#### TEXT SECTION

GOING CLEAR: Scientology, Hollywood, & the Prison of Belief. By Lawrence Wright. Knopf. 448 pages. $28.95.
Tom Cruise ranting against psychiatry and pharmacology symbolizes the Church of Scientology for many observers.
The mercurial star seems to embody the increasingly negative image of the Los Angeles-based church. For many, Scientology means both off-kilter celebrities and a complicated mix of beliefs about human psychology, with a dash of science fiction and mind control thrown in.
Lawrence Wright, best-known as the author of the Pulitzer Prize-winning study of Al Qaida, “The Looming Tower,” has written the most important book so far about the history of this well-known and much derided religious movement.
Based on a mountain of primary source research and numerous interviews, Wright offers a thoughtful, thorough and relentlessly surprising study of this influential boutique religion that promises its followers both physical and mental wholeness, along with a vast, cosmic tale of space invaders and imprisoned souls.
Wright takes his title from the Scientologist belief that certain mental practices can lead to a new level of human consciousness, “going clear.” In this state, the devotee can live by the highest ethical standards, and their memory and mental capacities become post-human.
In essence, Scientology, like most religious ideologies, promises complete transcendence of the human condition.
A biography of L. Ron Hubbard consumes much of the first half of Wright’s book. The author rightly begins here given that almost all writing about Hubbard is essentially a literature of controversy.
Adherents of Scientology have, of course, presented him as the most important man who ever lived while the church’s many detractors have painted him as a simple charlatan.
Not surprisingly, the real story is more complex. At one time a gifted science fiction writer, Hubbard lived a strange and peripatetic life as a war hero, author and explorer. His vast and eclectic intelligence succumbed early on to delusions of grandeur. But his messianic complex did not prevent him (indeed it may have helped him) in creating a rich and intricate mythology for his followers.
The remainder of the book follows the trajectory of Scientology through the story of David Miscavige, Hubbard’s successor, who fully transformed the church’s public image into a church of celebrities.

########

▶ QUESTIONS:
1) According to the review, why is Wright right to open his book with a biography of L. Ron Hubbard?
2) From the review, copy the stretch from "Tom Cruise ranting" through "control thrown in." word for word.

#### DATA PROVIDED

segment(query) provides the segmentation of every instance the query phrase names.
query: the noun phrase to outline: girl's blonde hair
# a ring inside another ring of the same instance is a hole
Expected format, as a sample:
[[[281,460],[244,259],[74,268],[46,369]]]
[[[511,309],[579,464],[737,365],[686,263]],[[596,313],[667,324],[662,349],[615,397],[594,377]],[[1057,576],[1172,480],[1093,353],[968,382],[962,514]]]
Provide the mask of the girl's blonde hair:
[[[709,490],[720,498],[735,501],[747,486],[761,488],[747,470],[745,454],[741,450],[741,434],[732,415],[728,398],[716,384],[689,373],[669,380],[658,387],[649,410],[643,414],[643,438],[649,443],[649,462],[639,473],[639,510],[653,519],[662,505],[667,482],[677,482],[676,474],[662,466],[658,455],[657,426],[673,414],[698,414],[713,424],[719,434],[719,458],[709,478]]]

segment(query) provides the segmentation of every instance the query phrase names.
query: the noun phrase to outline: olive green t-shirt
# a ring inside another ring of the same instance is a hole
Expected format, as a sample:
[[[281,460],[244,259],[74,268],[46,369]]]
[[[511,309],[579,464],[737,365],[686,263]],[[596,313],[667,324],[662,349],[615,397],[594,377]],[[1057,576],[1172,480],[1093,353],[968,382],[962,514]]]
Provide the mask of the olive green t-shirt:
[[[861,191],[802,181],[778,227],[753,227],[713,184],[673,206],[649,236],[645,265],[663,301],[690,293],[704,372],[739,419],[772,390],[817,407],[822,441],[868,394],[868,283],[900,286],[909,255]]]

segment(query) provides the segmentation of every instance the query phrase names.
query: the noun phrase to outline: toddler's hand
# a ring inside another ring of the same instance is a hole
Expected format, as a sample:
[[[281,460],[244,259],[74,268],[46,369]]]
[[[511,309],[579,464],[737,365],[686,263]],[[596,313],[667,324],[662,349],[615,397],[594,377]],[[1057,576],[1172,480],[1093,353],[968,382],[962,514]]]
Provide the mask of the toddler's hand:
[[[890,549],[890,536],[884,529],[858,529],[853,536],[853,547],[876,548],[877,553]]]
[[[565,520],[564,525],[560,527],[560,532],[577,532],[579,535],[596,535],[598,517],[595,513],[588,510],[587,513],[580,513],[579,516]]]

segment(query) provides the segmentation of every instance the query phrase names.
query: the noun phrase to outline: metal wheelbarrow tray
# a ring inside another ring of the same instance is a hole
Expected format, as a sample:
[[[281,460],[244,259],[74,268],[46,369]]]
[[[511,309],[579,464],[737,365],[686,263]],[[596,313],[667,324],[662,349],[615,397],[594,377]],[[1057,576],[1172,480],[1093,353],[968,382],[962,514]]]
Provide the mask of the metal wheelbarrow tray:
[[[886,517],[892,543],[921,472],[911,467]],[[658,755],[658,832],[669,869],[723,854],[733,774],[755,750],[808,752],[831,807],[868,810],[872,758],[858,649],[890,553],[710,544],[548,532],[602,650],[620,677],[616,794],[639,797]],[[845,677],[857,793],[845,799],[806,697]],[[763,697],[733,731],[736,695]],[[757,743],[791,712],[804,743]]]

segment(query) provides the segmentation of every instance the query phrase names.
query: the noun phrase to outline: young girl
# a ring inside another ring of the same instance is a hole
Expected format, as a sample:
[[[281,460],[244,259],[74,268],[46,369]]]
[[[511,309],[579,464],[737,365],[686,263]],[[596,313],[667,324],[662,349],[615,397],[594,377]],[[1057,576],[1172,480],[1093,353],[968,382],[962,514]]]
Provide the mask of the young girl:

########

▶ SOLUTIONS:
1) The review says Wright rightly begins with Hubbard because almost all writing about him is essentially a literature of controversy. Adherents present him as the most important man who ever lived, while detractors paint him as a simple charlatan.

2)
Tom Cruise ranting against psychiatry and pharmacology symbolizes the Church of Scientology for many observers.
The mercurial star seems to embody the increasingly negative image of the Los Angeles-based church. For many, Scientology means both off-kilter celebrities and a complicated mix of beliefs about human psychology, with a dash of science fiction and mind control thrown in.